** DOCUMENT SEGMENT **
------------------------------------------------
Scott was born in Liverpool in 1881, attended that city’s university and worked as a journalist. He wrote a weekly column about books for The Liverpool Courier, reviews for The Manchester Guardian and critical essays for The Bookman. In the introduction, Beerbohm is writing more than two years before the Armistice:

“Many a bereavement in this war will have been the more bitter for the knowledge that the lost one had in him something that, in future days of peace, would have had a great outcome, surely. Not the least tragic thought that besets men in 1916 is that the toll taken is, in the strictest sense, incalculable. Among the very young lives laid down there may—we shall never know—have been a Shakespeare, a Newton, a far greater than Mr. Pitt, a far  greater than whom you will.”
------------------------------------------------
** DATASET SECTION **

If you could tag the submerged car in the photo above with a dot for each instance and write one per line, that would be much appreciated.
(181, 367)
------------------------------------------------
** WRITTEN EXERCISE 1 **
In the passage about Scott, which newspaper carried his weekly column about books?
** WRITTEN EXERCISE 2 **
Carry on the passage about Scott and Beerbohm's introduction, starting after its last sentence.

** TASK ANSWER 1 **
The Liverpool Courier.

** TASK ANSWER 2 **
Scott’s subjects are the luminaries of his day, some of whom remain our luminaries – Kipling, Henry James, Chesterton, Beerbohm. Two years before his death, here is Scott reviewing the twenty-four volumes of James’ “New York Edition,” while perhaps aping the Master’s late prose:

“If the style is the man, as people keep on saying, then Mr. James’s humility could be triumphantly proved by simply analyzing a series of his sentences. Incessantly, on the one hand, they are dowering the smaller acts, facts, or features with great spreading pinions of imagery. As often, on the other, they are expressing the subtlest apprehensions in terms domestic, idiomatic, colloquial—using a sort of celestial slang. And the result of this intermarrying is prose of a superb strength and suppleness, a prose probably unsurpassed since Shakespeare’s—and able, at its highest moments of passion, when it is aflame with a beauty greater than even that borne by the most self-avowed poetry, to maintain the serene carriage of the estate to which it belongs, and deprecate any suggestion of a ceremony.”

Beerbohm writes in the introduction: “When I began to read the proof-sheets of this book, I noted for quotation passages that seemed to me specially brilliant in their verbal felicity; but they were soon so numerous that I had to close my list. At whatever page you open this book you will find some of those felicities.”